Problem 1. In the article about Ocasio-Cortez missing Joe Biden's inauguration, what event did she first say she attended instead?

Extract provided.
+ + +

Rep. Alexandria Ocasio-Cortez (D-New York) was a noticeable no-show at Joe Biden’s inauguration and she’s now claiming part of the reason was “very real security concerns” from “other members of Congress.”

Appearing on CNN’s Cuomo Prime Time, Ocasio-Cortez first said her no-show at the inauguration was to attend a union strike in the Bronx, but she went on to explain she is also fearful of some of her colleagues.

“I think we also had very real security concerns,” she said. “We still don’t yet feel safe around other members of Congress.”

Asked by host Chris Cuomo if she thought other congressional members would “do you dirty,” the New York Democrat cited Rep. Andy Harris (R-Maryland) trying to bring a gun to the House chamber on Thursday.

“The moment you bring a gun on the House floor in violation of the rules, you put everyone around you in danger,” she said, adding she doesn’t care what the “intentions” were.

She also suggested a vote to “expel” members of Congress she feels helped motivate the “insurrection,” like Trump supporters Sens. Ted Cruz (R-Texas) and Josh Hawley (R-Missouri).

+ + +

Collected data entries
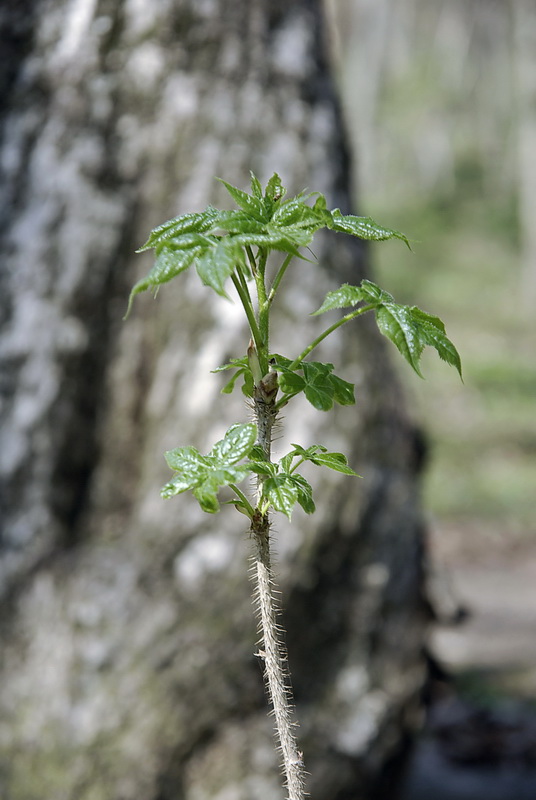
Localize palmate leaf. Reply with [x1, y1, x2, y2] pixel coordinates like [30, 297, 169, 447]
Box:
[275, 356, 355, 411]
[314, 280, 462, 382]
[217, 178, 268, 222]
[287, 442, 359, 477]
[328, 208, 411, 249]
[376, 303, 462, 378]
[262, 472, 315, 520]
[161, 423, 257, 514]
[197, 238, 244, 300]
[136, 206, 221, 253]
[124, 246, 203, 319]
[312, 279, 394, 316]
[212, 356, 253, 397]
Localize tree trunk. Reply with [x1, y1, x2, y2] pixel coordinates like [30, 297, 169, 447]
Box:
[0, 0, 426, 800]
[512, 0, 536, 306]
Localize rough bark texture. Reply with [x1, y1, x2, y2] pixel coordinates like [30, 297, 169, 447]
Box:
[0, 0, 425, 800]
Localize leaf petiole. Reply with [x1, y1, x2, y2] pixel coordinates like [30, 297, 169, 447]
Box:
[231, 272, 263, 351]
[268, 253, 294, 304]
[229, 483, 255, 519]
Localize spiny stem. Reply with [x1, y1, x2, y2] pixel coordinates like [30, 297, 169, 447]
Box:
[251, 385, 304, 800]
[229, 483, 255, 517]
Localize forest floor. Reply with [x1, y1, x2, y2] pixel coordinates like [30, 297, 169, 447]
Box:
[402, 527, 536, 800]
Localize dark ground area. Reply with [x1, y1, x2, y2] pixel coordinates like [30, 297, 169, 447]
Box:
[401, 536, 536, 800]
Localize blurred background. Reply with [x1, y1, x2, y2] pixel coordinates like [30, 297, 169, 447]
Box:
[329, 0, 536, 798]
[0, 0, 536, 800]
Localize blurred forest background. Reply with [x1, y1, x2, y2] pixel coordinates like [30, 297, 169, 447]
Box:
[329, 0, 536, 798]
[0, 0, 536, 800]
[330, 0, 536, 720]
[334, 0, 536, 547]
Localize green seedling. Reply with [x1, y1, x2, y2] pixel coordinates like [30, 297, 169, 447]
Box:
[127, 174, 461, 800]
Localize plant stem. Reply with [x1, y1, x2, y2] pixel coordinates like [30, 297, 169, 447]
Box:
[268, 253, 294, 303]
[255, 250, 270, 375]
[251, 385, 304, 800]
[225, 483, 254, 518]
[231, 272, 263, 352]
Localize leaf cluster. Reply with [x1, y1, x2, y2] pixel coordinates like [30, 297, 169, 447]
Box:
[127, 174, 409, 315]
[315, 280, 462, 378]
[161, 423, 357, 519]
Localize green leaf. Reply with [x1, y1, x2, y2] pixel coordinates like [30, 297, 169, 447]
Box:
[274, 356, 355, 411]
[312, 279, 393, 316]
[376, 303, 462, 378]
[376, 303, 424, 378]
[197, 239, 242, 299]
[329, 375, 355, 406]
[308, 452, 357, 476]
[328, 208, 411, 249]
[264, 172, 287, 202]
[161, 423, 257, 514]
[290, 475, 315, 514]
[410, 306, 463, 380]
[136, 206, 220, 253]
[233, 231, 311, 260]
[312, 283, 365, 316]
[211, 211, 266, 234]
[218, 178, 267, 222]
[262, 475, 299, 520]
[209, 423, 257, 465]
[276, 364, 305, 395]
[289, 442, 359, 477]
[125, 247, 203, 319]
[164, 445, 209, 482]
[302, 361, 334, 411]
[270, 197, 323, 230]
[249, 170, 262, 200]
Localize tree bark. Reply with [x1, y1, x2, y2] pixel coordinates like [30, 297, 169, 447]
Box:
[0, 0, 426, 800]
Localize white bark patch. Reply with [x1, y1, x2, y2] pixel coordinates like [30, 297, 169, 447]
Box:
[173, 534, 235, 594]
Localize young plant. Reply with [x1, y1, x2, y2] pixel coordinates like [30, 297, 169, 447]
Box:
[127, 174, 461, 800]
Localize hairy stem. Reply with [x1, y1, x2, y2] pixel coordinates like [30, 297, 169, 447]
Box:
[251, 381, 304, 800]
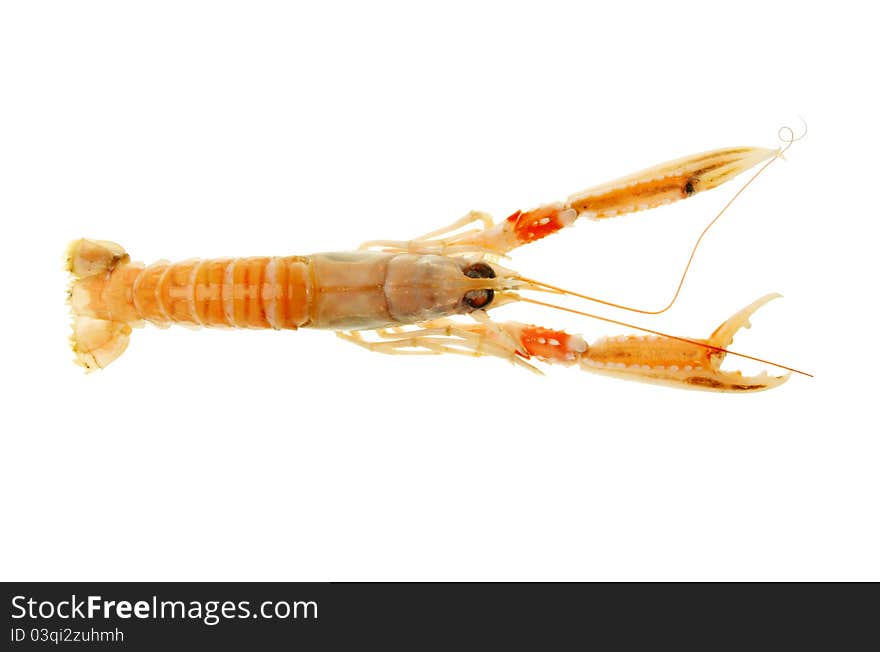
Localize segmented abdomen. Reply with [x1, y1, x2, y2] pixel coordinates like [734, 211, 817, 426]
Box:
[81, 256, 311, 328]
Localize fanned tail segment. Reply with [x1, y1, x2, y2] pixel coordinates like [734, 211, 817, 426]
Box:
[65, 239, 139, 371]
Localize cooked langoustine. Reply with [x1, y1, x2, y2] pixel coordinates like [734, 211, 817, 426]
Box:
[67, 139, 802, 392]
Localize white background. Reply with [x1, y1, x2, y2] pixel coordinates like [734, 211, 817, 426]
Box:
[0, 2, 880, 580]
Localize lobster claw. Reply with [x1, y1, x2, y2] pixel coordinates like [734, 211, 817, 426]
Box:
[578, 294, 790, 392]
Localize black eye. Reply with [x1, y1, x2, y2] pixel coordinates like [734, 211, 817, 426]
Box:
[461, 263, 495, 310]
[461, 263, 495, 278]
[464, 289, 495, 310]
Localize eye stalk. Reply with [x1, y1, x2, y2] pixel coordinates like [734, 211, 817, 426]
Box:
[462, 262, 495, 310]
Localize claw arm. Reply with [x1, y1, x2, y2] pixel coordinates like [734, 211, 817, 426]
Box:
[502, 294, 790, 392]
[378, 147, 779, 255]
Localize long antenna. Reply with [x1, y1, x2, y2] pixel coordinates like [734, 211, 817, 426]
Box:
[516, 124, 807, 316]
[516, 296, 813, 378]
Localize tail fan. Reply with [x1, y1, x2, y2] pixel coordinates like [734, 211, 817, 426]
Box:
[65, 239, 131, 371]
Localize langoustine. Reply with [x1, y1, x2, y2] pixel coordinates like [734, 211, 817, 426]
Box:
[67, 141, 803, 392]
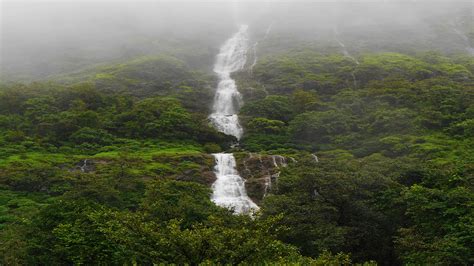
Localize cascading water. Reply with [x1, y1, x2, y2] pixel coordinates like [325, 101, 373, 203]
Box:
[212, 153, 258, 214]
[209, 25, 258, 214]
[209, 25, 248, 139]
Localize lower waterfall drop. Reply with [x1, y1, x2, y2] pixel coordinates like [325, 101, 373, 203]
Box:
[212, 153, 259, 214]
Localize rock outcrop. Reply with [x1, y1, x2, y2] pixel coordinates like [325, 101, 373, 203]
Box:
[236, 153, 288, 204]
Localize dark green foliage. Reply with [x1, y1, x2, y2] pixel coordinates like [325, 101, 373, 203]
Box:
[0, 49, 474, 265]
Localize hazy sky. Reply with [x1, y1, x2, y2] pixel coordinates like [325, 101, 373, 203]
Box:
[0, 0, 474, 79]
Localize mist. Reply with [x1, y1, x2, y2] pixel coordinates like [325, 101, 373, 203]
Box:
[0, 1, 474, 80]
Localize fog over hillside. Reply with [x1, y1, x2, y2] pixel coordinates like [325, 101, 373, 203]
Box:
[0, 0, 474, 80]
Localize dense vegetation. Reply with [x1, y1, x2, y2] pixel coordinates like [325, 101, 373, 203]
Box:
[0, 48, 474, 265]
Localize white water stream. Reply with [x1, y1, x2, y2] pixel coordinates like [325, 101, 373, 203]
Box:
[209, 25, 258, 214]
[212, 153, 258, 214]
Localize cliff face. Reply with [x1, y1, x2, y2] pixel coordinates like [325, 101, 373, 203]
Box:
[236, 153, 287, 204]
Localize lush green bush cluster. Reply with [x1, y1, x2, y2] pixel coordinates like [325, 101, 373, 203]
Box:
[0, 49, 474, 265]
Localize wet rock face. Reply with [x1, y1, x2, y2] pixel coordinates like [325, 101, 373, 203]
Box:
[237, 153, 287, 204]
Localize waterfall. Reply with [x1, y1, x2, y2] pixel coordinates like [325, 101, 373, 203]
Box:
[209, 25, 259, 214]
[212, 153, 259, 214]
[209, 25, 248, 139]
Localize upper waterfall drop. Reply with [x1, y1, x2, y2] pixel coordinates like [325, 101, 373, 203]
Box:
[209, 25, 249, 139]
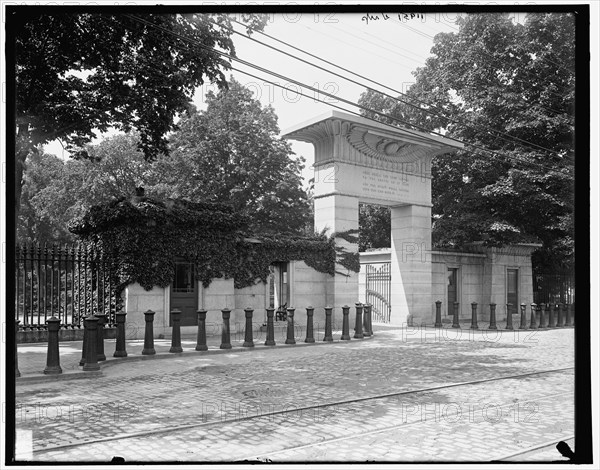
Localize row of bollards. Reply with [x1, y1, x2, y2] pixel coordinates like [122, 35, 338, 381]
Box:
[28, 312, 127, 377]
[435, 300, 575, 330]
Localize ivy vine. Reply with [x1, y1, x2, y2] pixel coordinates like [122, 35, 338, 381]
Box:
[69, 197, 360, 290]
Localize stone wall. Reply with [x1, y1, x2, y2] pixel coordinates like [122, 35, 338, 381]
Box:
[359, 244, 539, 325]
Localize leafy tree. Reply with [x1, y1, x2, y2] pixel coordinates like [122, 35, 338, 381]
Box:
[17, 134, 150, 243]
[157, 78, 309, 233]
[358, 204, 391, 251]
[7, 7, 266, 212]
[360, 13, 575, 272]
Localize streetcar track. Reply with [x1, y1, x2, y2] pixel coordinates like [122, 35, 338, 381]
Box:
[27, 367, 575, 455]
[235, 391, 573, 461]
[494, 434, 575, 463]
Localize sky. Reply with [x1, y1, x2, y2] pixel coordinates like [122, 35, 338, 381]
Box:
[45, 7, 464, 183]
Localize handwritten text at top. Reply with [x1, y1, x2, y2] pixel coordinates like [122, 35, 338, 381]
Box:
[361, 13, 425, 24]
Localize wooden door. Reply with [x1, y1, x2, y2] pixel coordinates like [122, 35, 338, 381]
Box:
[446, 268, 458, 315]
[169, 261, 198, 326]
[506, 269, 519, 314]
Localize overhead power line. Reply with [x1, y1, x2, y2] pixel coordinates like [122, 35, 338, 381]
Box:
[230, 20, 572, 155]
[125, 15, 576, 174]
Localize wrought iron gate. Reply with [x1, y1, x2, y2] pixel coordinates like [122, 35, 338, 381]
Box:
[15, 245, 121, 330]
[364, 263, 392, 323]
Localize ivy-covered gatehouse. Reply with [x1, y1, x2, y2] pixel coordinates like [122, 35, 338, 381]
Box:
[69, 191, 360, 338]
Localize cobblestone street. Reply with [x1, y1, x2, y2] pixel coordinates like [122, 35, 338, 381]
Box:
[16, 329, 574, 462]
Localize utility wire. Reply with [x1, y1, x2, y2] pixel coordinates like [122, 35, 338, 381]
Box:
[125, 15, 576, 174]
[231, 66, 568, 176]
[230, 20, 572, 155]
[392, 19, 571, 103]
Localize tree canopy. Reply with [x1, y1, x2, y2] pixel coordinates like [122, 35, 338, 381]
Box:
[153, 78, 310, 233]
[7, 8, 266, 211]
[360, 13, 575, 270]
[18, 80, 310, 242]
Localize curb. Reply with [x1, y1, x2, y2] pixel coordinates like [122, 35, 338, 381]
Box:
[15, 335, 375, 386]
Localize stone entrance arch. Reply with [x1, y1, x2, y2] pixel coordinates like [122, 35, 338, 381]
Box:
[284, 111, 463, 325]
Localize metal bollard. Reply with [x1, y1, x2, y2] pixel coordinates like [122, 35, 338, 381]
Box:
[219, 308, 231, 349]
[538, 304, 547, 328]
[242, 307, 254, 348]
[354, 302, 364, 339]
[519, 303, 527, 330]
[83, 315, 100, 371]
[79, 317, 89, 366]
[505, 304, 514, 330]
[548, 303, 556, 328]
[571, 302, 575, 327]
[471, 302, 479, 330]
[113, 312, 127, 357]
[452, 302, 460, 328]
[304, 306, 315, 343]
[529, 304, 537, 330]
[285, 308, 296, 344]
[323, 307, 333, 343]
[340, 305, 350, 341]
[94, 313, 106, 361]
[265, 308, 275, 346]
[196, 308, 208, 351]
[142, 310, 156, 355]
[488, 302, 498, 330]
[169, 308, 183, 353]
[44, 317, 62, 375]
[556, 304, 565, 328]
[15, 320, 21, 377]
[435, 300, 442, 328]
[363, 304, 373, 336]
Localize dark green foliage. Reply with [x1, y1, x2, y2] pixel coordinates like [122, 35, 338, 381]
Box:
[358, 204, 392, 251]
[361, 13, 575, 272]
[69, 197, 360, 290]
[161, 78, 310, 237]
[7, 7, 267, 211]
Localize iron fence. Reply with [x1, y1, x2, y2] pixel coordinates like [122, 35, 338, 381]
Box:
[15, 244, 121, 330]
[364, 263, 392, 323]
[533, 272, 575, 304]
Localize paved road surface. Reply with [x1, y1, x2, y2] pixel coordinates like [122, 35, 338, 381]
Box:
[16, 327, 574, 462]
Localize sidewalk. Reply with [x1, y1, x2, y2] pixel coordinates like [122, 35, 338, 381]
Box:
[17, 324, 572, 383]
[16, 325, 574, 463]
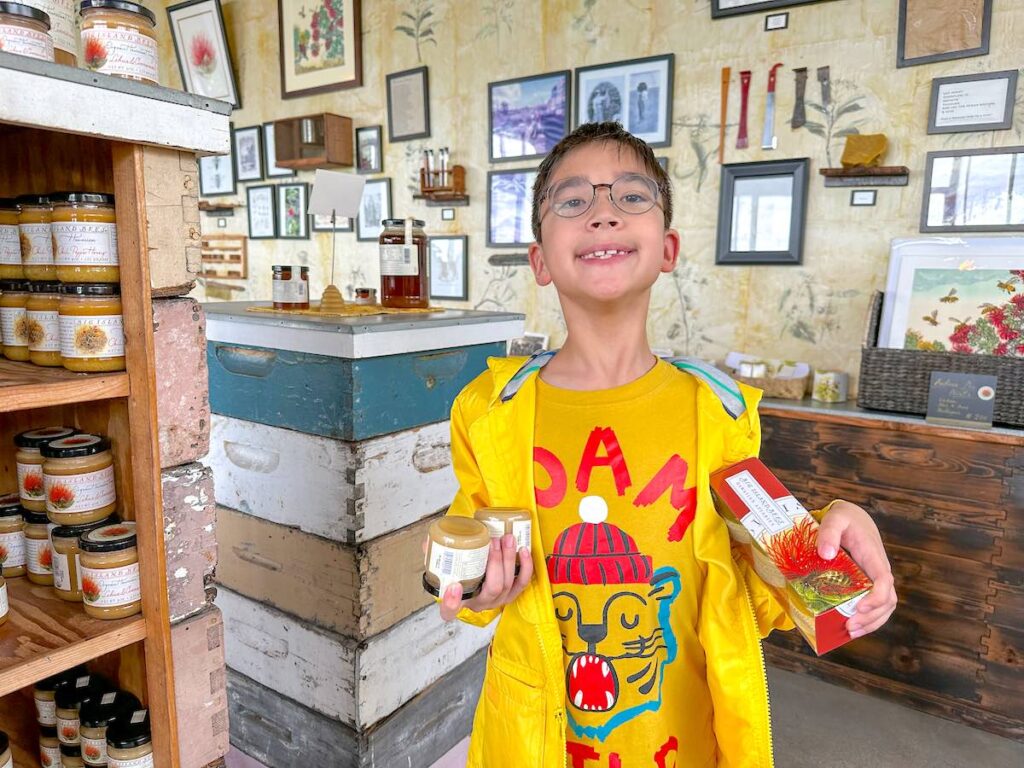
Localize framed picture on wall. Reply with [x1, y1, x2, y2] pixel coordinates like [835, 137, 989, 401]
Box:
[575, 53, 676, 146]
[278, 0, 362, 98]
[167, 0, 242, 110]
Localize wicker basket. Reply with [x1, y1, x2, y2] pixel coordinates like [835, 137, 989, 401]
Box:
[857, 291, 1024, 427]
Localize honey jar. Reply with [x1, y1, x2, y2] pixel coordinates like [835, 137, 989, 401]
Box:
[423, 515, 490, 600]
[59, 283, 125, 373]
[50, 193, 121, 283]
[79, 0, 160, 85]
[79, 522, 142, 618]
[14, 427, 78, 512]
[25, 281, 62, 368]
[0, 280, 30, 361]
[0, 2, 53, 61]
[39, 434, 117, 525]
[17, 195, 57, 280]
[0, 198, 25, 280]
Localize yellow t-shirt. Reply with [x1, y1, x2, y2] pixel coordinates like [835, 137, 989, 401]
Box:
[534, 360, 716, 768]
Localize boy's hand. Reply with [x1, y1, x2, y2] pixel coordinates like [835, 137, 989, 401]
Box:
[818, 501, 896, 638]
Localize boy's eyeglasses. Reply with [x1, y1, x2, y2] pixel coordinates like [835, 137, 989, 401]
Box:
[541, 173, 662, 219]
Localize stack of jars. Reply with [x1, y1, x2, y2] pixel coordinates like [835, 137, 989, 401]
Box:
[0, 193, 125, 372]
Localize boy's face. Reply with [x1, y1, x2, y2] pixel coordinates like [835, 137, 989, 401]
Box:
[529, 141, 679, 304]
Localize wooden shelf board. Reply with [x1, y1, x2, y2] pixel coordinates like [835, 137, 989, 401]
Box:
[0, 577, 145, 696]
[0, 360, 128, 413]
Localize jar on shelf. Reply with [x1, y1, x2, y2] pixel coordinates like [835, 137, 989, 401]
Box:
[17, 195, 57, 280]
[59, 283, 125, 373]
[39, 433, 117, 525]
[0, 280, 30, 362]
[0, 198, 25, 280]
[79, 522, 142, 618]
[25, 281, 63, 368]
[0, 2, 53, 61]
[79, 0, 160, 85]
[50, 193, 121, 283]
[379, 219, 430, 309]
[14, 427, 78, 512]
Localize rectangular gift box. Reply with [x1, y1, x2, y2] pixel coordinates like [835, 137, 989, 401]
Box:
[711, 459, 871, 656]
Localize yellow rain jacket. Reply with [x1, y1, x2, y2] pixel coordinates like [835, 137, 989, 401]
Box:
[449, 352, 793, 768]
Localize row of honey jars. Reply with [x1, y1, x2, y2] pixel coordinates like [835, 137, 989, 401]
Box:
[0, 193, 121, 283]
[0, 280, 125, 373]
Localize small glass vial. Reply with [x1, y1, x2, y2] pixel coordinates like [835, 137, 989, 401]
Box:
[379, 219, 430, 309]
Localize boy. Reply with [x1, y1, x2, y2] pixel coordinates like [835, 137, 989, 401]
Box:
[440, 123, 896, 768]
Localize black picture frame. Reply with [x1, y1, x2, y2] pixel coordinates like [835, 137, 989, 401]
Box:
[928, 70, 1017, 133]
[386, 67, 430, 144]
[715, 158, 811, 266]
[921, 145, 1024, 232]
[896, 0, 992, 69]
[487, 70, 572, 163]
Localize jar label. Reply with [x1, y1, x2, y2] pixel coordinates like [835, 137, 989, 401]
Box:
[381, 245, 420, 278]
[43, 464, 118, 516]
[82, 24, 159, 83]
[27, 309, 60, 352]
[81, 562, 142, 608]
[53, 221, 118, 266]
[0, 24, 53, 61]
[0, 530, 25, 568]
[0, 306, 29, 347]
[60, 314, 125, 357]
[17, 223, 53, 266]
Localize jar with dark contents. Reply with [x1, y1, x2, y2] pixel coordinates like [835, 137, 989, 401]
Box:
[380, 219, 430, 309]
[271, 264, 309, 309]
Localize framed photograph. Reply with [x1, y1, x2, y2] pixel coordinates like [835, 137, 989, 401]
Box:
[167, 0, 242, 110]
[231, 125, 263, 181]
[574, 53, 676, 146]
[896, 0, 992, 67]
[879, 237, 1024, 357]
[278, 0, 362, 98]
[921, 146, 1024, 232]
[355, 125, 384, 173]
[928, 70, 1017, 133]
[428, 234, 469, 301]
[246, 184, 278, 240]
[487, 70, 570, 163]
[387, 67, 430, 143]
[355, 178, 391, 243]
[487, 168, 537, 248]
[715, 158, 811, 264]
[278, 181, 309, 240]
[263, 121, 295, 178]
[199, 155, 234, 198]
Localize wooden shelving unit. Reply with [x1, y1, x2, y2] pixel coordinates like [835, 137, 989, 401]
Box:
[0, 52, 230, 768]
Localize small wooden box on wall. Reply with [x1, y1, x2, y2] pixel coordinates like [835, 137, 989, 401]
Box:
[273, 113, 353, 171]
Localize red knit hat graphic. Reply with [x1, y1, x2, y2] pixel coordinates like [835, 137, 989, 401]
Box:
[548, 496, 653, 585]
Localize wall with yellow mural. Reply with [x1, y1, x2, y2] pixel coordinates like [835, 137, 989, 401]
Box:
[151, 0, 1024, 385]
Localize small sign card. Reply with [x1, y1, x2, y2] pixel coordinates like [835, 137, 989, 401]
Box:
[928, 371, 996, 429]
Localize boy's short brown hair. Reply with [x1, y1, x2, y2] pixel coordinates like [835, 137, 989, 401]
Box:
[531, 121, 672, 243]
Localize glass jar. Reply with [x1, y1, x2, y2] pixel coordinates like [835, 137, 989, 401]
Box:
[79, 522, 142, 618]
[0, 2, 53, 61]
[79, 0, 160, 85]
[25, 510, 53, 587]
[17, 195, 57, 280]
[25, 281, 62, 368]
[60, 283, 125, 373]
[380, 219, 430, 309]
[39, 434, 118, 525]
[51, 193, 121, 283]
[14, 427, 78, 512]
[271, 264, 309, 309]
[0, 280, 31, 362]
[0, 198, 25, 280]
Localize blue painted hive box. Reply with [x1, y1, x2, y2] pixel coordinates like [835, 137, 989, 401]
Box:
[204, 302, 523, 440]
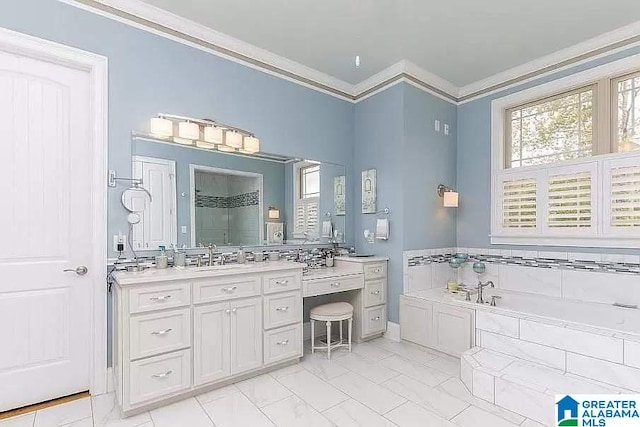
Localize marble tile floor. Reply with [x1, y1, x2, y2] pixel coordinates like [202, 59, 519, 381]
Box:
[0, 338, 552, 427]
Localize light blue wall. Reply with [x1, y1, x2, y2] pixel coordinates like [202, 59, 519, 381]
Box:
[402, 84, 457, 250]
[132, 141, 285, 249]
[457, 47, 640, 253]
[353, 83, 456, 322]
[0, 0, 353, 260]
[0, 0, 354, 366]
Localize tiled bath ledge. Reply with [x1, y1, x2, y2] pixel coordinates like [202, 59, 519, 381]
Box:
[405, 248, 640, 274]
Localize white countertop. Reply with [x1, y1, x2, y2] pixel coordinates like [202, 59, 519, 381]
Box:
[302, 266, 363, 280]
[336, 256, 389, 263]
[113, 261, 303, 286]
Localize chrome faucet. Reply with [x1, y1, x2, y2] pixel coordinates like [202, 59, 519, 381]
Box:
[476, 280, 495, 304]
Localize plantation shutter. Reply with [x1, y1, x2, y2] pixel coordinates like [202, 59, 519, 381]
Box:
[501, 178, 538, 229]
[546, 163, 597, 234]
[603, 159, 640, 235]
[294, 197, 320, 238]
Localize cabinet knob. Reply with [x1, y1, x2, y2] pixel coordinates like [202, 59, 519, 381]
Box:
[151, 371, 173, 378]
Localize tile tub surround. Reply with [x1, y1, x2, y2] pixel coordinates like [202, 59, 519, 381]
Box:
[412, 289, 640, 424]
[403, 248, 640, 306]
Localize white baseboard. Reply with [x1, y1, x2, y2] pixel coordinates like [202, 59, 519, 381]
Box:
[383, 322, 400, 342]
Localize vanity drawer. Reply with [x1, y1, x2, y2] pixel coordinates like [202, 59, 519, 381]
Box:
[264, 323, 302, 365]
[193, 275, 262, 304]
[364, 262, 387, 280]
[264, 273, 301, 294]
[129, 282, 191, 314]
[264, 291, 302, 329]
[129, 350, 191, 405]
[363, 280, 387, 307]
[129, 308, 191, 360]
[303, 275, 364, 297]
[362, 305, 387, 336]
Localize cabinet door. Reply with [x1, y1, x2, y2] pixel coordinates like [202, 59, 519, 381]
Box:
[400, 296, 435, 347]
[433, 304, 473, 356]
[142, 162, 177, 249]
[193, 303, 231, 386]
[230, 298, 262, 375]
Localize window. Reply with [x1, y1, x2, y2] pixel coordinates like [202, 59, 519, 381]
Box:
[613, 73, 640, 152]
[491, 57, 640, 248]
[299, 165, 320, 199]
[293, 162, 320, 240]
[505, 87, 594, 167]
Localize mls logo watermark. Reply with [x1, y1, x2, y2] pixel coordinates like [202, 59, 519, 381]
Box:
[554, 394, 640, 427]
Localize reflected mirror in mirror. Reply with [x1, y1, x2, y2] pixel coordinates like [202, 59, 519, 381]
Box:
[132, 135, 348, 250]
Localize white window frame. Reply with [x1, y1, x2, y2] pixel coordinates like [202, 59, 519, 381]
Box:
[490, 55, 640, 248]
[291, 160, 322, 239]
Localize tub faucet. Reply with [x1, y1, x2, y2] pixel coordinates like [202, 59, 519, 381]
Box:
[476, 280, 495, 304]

+ + +

Problem 2. Turn the listing, from the line with "Localize cliff face." up to and including the line with "[359, 244, 539, 325]", into a numbered list. Skip blank lines and leave out the pictures.

Correct answer 1. A union strike in the Bronx.

Correct answer 2.
1. Localize cliff face. Reply with [x1, y1, x2, y2] pixel coordinates like [325, 101, 373, 203]
2. Box:
3. [236, 153, 287, 204]
4. Localize lush green bush cluster. Reply with [x1, y1, x2, y2] pixel coordinates like [325, 101, 373, 203]
5. Box:
6. [0, 49, 474, 265]
7. Localize wet rock face. Reply with [x1, y1, x2, y2] pixel coordinates like [325, 101, 373, 203]
8. Box:
9. [237, 153, 287, 204]
10. Localize waterfall. Reply with [x1, y1, x2, y2] pixel coordinates like [325, 101, 373, 203]
11. Box:
12. [209, 25, 259, 214]
13. [212, 153, 259, 214]
14. [209, 25, 248, 139]
15. Localize upper waterfall drop. Reply with [x1, y1, x2, y2] pixel coordinates like [325, 101, 373, 203]
16. Box:
17. [209, 25, 249, 139]
18. Localize row of bollards. Reply with [x1, y1, x2, y2] pixel coordinates like [122, 35, 338, 381]
19. Box:
20. [28, 312, 127, 377]
21. [435, 300, 575, 330]
22. Localize ivy vine. Reply with [x1, y1, x2, y2] pixel coordinates like [122, 35, 338, 381]
23. Box:
24. [69, 197, 360, 290]
25. Localize stone wall. Reply with [x1, y1, x2, y2] pixel coordinates like [122, 35, 338, 381]
26. Box:
27. [359, 244, 539, 325]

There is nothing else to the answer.